● **Objectif**: Condensez en deux phrases courtes le paragraphe de l'article qui commence par « Depuis l'accord de Paris de 2016 », sans perdre ses informations principales.

● **Article**:
Depuis l’accord de Paris de 2016, l’enjeu du changement climatique et de la gestion de l’empreinte carbone est bien connu des investisseurs institutionnels européens et s’étend progressivement au reste du monde. L’objectif est désormais d’initier une démarche directe d’engagement auprès des organes sociaux et des conseils d’administration des entreprises.
Comme l’explique Nicolas Namias directeur général de Natixis et membre du directoire de BPCE, « la performance financière durable, demain, reposera sur des critères Environnementaux, Sociaux et de Gouvernance (ESG) essentiels ».

● **Données fournies**:
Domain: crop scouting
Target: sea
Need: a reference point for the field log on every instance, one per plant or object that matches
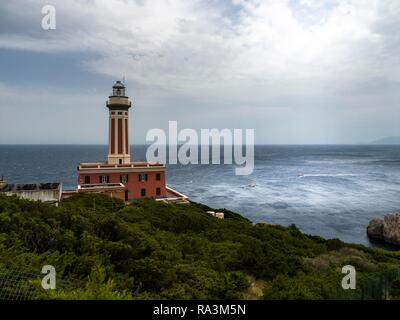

● **Corrigé**: Depuis l'accord de Paris de 2016, les investisseurs institutionnels européens connaissent bien l'enjeu du climat et de l'empreinte carbone, une préoccupation qui gagne peu à peu le reste du monde. L'objectif est maintenant de s'engager directement auprès des organes sociaux et des conseils d'administration des entreprises.